## Parties de l'exercice
a. Relevez toutes les entreprises nommées dans le texte sur la distribution.
b. Selon le texte sur la distribution, combien de vendeurs la place de marché Amazon compte-t-elle maintenant ?
c. Donnez la suite du texte sur la distribution, à partir de sa dernière phrase.

## Texte cité
◆ ◆ ◆ ◆ ◆

La distribution est un cas intéressant. Jusqu’aux années 2000, l’hypermarché était roi, en France particulièrement où la construction de nouvelles surfaces était particulièrement limitée. Amazon a introduit un nouveau modèle économique à base de logiciel, distinguant l’espace de vente (virtualisé par un logiciel) de l’espace de stockage relégué au second plan et banalisé. Même si Amazon a encore des progrès à faire pour que les produits arrivent plus vite, le vers est dans le fruit pour l’hypermarché: pas assez de produits coûteux à acquérir (temps, voiture, parking). La grande distribution a essayé de réagir en ajoutant la possibilité d’acheter en ligne en plus de ses magasins physiques. La même erreur est répétée, métier après métier: ajouter un pastiche d’un service performant ne permet pas de contrer sa menace. Les deux paramètres à optimiser pour avoir une affaire internet à succès, coût marginal zéro oblige, sont simples: maximiser la valeur dans le temps du client, tout en minimisant son coût d’acquisition. Amazon a été très malin dans la mesure où il a acquis ses clients quand l’internet était encore vierge et peu concurrentiel, donc à faible coût. Dès lors, il n’a eu de cesse d’augmenter la valeur du client acquis en lui proposant sans cesse de nouveaux produits de manière à ce qu’il revienne sans cesse sur le site. La logique du système Amazon est la place de marché qui permet de décupler l’offre. Il y a maintenant 2 à 3 millions de vendeurs sur la place de marché Amazon, un nombre quasiment impossible à répliquer. Maintenant qu’Amazon a maximisé la valeur à long terme de ses clients, il peut investir massivement pour en acquérir d’autres (Prime vidéo, Alexa, etc.), érigeant des barrières à l’entrée massives pour les autres e-marchands. L’avenir de la grande distribution est la plateforme internet (seul l’alimentaire retarde le déclin inéluctable de l’hypermarché). Il peut y avoir des concurrents à Amazon mais ce seront peut être d’avantage les Facebook, Alibaba et Google que Wal Mart et Carrefour, des sociétés qui donnent la priorité au logiciel. Toute la chaîne du producteur au consommateur doit être repensée.

◆ ◆ ◆ ◆ ◆

## Données fournies
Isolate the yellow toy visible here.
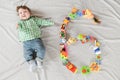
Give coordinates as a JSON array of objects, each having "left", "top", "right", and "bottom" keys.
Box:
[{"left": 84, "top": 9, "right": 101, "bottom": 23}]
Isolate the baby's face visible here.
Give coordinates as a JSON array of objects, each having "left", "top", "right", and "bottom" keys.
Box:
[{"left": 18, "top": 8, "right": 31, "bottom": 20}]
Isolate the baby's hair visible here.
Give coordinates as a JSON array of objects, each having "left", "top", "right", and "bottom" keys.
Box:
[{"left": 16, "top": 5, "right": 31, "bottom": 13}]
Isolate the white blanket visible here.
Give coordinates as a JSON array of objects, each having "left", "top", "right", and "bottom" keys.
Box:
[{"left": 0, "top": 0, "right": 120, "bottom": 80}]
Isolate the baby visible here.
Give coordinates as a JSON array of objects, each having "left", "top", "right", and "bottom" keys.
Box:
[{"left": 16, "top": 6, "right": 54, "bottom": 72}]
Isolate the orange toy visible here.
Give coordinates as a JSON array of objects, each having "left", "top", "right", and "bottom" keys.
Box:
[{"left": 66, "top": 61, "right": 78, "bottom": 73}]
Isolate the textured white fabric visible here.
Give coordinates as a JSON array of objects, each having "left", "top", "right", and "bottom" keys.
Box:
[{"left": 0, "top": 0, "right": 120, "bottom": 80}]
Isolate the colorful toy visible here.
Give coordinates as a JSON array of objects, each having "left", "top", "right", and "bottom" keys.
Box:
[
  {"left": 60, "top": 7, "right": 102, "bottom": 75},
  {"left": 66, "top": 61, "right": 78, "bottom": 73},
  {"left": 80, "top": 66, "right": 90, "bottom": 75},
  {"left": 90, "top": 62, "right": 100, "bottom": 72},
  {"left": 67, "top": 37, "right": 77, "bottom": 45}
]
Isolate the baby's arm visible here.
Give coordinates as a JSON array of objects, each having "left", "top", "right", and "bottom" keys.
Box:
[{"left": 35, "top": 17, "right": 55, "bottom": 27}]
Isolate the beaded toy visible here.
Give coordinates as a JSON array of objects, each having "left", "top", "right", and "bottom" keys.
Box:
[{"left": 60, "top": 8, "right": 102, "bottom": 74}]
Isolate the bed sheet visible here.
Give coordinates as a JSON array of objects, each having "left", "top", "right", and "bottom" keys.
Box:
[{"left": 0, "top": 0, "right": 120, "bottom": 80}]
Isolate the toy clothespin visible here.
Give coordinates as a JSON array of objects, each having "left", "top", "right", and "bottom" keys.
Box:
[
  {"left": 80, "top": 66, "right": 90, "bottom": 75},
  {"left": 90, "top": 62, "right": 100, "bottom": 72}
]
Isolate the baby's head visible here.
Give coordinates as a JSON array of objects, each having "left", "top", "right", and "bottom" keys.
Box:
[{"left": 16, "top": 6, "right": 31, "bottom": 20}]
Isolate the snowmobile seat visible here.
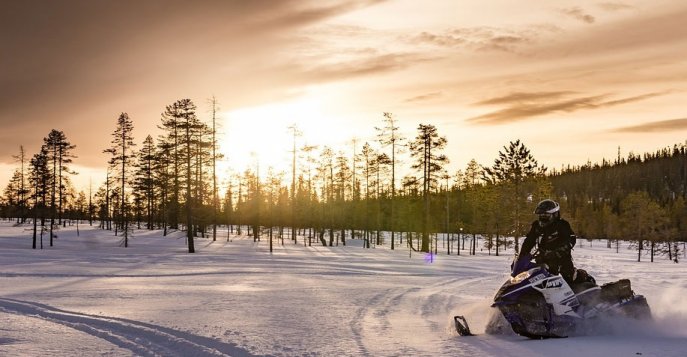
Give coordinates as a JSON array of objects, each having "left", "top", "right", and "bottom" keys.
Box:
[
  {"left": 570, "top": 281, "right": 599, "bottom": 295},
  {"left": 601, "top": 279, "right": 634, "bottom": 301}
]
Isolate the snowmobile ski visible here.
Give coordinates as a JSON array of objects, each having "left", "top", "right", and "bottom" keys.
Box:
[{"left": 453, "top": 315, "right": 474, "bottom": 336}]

◆ ◆ ◆ ◆ ◆

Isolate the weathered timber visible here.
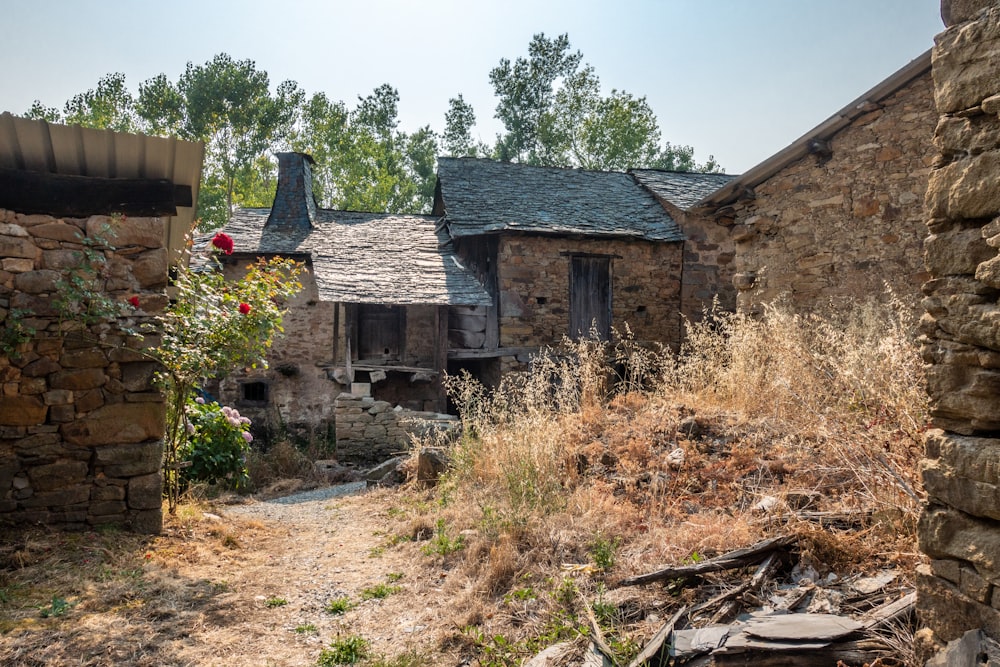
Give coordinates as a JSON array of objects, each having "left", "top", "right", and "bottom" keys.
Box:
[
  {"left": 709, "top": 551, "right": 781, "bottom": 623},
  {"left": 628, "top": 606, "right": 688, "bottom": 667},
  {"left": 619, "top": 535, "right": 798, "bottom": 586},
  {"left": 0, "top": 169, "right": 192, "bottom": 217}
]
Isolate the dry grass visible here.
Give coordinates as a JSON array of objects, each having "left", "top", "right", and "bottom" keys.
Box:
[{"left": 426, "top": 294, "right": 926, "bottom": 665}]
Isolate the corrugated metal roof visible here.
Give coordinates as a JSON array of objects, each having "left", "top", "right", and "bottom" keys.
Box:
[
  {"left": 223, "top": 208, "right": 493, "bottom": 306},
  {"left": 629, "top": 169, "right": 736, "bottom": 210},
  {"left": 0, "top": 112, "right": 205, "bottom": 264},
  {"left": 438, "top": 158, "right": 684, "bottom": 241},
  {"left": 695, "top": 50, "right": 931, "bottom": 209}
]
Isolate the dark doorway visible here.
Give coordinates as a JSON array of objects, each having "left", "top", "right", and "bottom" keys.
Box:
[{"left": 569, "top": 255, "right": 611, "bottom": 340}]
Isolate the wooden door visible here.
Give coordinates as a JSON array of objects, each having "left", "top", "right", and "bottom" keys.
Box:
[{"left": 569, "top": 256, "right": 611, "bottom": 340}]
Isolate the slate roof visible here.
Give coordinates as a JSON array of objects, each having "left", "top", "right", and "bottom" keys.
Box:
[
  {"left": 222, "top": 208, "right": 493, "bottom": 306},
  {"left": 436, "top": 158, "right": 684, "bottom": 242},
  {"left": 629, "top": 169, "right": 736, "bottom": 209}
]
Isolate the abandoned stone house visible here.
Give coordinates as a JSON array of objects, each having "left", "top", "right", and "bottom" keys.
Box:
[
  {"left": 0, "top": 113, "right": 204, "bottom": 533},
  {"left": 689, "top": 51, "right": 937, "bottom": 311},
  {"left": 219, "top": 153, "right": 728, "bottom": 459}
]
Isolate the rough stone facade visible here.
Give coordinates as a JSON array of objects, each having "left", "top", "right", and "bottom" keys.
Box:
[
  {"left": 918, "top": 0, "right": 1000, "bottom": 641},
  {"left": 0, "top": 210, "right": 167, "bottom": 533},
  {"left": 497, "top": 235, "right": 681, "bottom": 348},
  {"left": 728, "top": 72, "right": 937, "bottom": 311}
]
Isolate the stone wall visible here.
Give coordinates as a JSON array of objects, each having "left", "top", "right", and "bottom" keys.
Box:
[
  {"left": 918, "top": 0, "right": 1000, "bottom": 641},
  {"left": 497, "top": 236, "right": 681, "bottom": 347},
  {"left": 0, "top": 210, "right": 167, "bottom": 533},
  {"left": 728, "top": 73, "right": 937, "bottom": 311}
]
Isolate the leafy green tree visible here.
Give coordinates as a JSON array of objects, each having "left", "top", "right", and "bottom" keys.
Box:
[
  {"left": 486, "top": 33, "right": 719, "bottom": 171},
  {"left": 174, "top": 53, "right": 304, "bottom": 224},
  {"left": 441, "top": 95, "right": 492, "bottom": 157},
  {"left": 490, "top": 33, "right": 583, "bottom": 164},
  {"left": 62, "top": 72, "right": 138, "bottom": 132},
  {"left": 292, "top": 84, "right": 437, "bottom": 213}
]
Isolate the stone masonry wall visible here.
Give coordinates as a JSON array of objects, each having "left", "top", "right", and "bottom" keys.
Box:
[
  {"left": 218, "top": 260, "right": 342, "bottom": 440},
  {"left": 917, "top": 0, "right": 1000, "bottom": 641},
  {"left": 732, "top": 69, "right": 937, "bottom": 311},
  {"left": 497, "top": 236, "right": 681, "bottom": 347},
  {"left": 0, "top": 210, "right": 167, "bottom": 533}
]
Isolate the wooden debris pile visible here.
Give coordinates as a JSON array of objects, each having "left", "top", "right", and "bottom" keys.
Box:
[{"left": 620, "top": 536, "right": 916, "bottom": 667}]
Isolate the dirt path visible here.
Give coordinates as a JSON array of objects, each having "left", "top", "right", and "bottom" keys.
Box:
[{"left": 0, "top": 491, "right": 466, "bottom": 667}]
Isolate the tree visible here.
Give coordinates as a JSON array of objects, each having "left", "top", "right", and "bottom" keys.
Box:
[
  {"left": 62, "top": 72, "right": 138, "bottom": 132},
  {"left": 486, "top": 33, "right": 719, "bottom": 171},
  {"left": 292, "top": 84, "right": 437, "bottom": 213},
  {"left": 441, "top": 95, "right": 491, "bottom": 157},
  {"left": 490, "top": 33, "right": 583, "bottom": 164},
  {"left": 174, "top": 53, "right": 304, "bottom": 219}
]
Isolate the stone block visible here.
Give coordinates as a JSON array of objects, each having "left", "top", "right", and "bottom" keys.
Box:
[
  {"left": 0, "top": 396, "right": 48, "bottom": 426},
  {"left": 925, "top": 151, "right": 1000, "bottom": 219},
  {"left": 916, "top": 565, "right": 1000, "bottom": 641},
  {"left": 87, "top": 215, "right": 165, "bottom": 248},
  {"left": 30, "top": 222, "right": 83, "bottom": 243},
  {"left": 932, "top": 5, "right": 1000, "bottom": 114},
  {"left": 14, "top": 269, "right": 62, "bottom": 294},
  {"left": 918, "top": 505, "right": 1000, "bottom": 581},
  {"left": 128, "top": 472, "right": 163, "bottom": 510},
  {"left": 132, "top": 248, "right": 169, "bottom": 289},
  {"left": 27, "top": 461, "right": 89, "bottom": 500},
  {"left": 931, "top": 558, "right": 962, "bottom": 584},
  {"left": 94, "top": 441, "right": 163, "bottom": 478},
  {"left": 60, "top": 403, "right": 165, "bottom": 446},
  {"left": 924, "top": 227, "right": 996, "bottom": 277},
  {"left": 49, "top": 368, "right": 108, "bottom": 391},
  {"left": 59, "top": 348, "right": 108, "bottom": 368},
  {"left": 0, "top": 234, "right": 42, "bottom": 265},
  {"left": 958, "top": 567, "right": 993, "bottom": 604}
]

◆ ◆ ◆ ◆ ◆

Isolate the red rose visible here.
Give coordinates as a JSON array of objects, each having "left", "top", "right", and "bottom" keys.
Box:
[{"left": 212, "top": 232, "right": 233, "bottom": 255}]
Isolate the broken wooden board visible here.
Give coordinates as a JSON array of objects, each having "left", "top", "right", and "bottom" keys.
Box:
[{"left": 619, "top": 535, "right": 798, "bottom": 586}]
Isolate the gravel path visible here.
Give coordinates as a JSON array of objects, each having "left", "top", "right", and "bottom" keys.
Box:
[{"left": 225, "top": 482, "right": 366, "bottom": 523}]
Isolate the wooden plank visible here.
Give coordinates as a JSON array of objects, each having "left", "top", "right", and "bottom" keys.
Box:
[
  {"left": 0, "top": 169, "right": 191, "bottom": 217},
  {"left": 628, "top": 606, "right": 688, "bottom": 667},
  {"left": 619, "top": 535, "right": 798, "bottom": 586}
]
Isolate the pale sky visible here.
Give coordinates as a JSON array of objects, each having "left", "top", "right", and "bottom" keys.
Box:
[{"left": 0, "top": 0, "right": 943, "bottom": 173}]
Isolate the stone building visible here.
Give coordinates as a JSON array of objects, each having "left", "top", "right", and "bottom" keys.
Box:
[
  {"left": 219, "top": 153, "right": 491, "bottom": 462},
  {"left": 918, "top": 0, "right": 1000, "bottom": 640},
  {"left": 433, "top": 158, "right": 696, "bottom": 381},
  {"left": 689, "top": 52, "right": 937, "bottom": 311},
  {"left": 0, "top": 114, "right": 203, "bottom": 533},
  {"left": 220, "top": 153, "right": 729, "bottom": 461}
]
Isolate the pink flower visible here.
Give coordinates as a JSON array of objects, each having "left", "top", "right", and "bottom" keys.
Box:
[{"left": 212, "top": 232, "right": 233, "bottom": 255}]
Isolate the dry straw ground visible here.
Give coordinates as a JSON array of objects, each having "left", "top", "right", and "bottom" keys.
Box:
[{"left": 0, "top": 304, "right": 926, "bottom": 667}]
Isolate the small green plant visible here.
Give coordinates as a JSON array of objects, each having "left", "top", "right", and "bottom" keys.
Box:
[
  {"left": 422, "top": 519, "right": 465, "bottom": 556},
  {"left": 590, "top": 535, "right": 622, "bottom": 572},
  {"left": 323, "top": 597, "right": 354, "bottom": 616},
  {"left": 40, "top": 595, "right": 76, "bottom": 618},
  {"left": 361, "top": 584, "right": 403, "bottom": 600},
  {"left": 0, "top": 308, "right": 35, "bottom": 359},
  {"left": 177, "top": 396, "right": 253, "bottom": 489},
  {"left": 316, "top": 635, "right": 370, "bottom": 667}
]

◆ ◆ ◆ ◆ ◆

## Résultats finaux
a. Amazon, Facebook, Alibaba, Google, Wal Mart, Carrefour

b. De 2 à 3 millions de vendeurs.

c.
Une rupture importante concerne les marques. Traditionnellement celles-ci servaient à distinguer un produit d’un autre dans un grand magasin. C’est fini: près de 80% des produits vendus sur Amazon sont choisis en fonction de leur rating par les utilisateurs. S’il n’y a plus de marque à créer ni de stock à constituer pour remplir les étalages des hypermarchés, la règle du jeu s’inverse pour la production: il faut partir du logiciel d’intelligence artificielle pour savoir ce qui peut marcher sur Amazon ou autre plate-forme à succès mais est encore peu fourni puis créer la produit ad hoc et le faire fabriquer en fonction de la demande. Amazon garde le client chèrement acquis mais est ravi de partager ses données pour faire vivre l’écosystème dont il dépend. Une nouvelle race de sociétés qui exploitent par l’intelligence artificielle les données et avis des plateformes émergent et visent à remplacer Procter & Gamble, Unilever et autres marques. Parmi celles-ci on peut compter Thrasio, société privée déjà évalué $1 milliard, dont on peut écouter le CEO dans ce podcast. Là encore, ces sociétés sont logiciel d’abord mais intégrées à la chaîne de production pour la rendre plus efficiente. Elles bénéficient d’un effet d’échelle bien supérieur aux marques d’autrefois en automatisant au maximum les process.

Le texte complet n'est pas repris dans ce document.